# Work to complete:
Condense the paragraph beginning "Also of interest in the article" from the text below on drug preemption rules into a short bulleted list that keeps its main points.
** Text passage follows **
Also of interest in the article is the reference to "preemption" rules. This is part of the attempt in the US to create a legal landscape in which it would be impossible for a consumer to sue if a drug is FDA approved. For companies that claim to be "science-based" and to believe in the "free market", this is a complete inversion of both. Such protection for commercial entities would seemingly still apply in the usual scenario where the FDA approves on the basis of misleading, fraudulent or missing data. It would also apparently apply if the scientific literature is distorted through company interference, and if that leads to mis-prescribing. Preemption subverts the free market, throws science out of the window, and places all the responsibility for prescribing in the hands of an unaccountable big-brother government agency. How convenient. No one is then responsible for the consequences of scientific misconduct or hidden science. The company would claim that they couldn't possibly be held responsible because the FDA dictated what they had to tell doctors. The prescribing doctor could not be held responsible (so long as they do what the FDA tells them to do) because they are not permitted to do or see anything else, and the data is not available to the scientific community.
** End of Text passage **
** Study material follows **
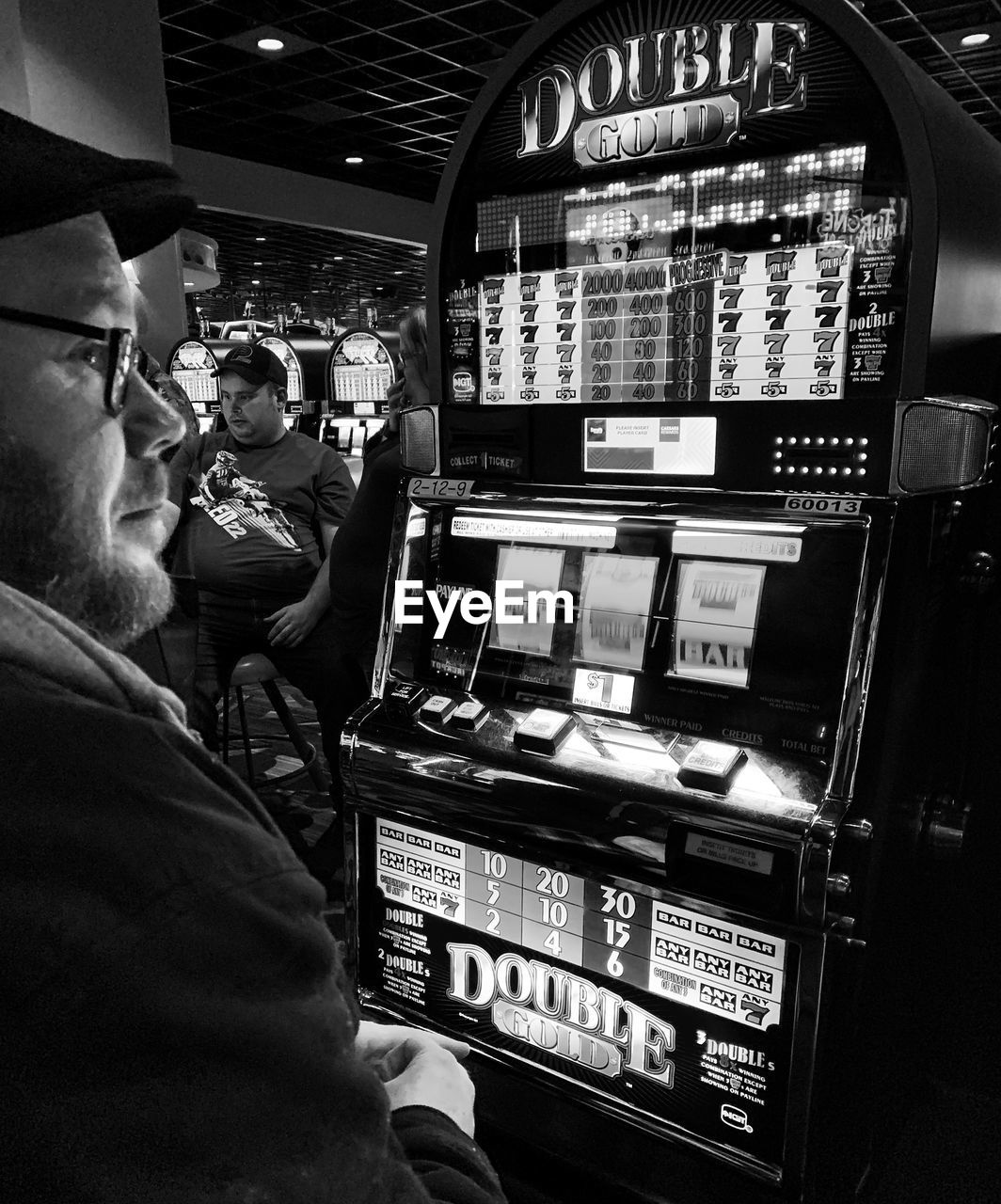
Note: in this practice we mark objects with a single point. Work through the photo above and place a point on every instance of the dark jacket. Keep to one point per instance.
(176, 1023)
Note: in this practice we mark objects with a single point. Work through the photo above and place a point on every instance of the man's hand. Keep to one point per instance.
(420, 1069)
(292, 624)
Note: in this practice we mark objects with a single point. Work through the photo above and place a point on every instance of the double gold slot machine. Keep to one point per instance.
(647, 765)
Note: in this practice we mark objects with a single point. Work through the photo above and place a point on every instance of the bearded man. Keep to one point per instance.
(176, 1023)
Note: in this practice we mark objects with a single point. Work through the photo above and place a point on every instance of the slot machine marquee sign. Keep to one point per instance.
(686, 217)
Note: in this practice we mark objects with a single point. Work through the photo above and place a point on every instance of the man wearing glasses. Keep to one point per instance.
(176, 1023)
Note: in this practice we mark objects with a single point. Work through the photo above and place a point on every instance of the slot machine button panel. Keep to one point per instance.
(469, 715)
(437, 709)
(544, 731)
(711, 766)
(404, 699)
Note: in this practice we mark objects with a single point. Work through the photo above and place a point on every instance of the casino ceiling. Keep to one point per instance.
(389, 82)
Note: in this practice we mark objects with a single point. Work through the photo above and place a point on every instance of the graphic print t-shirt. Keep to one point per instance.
(254, 513)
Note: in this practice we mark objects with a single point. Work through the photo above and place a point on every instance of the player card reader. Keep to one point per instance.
(437, 708)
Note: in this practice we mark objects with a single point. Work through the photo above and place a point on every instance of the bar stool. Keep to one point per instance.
(257, 670)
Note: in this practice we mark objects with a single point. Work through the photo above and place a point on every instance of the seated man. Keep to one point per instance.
(177, 1026)
(261, 506)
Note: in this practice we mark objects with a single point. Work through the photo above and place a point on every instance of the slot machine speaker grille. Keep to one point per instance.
(418, 439)
(944, 446)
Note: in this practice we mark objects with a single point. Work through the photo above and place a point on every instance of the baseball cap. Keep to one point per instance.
(256, 364)
(50, 179)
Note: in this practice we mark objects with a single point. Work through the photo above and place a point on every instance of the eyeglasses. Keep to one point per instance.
(119, 353)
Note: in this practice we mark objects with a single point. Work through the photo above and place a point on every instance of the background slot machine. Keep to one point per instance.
(192, 364)
(360, 369)
(674, 690)
(304, 356)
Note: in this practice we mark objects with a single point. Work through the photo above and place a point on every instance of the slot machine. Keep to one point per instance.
(670, 695)
(360, 369)
(304, 353)
(192, 362)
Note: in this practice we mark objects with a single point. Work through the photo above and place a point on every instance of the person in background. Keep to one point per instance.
(262, 506)
(177, 1024)
(359, 554)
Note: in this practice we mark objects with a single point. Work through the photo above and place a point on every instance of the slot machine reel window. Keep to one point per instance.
(678, 624)
(727, 283)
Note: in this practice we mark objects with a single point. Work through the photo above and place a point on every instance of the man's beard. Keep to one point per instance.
(53, 548)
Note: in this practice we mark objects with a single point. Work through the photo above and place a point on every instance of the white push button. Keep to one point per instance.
(437, 709)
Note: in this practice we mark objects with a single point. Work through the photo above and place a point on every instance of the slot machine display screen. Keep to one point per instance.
(361, 370)
(192, 366)
(734, 625)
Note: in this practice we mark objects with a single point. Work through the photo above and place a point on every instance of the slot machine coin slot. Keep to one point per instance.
(437, 709)
(544, 731)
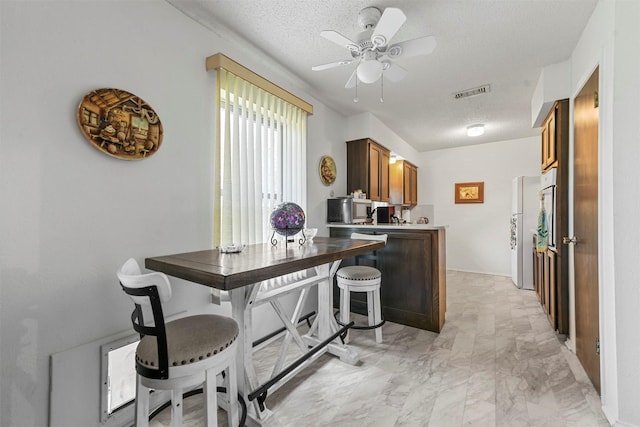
** End of Study material **
# Expected answer:
- The article mentions "preemption" rules, part of a US effort to make it impossible for a consumer to sue over an FDA-approved drug.
- For companies claiming to be "science-based" and to believe in the "free market," this inverts both.
- The protection would seemingly still apply when the FDA approves on misleading, fraudulent or missing data, or when company interference distorts the scientific literature and leads to mis-prescribing.
- Preemption subverts the free market, discards science and places all prescribing responsibility with an unaccountable government agency.
- No one is then responsible for the consequences of scientific misconduct or hidden science.
- Companies would say the FDA dictated what they told doctors.
- Doctors who follow the FDA would not be responsible because they cannot do or see anything else, and the data is not available to the scientific community.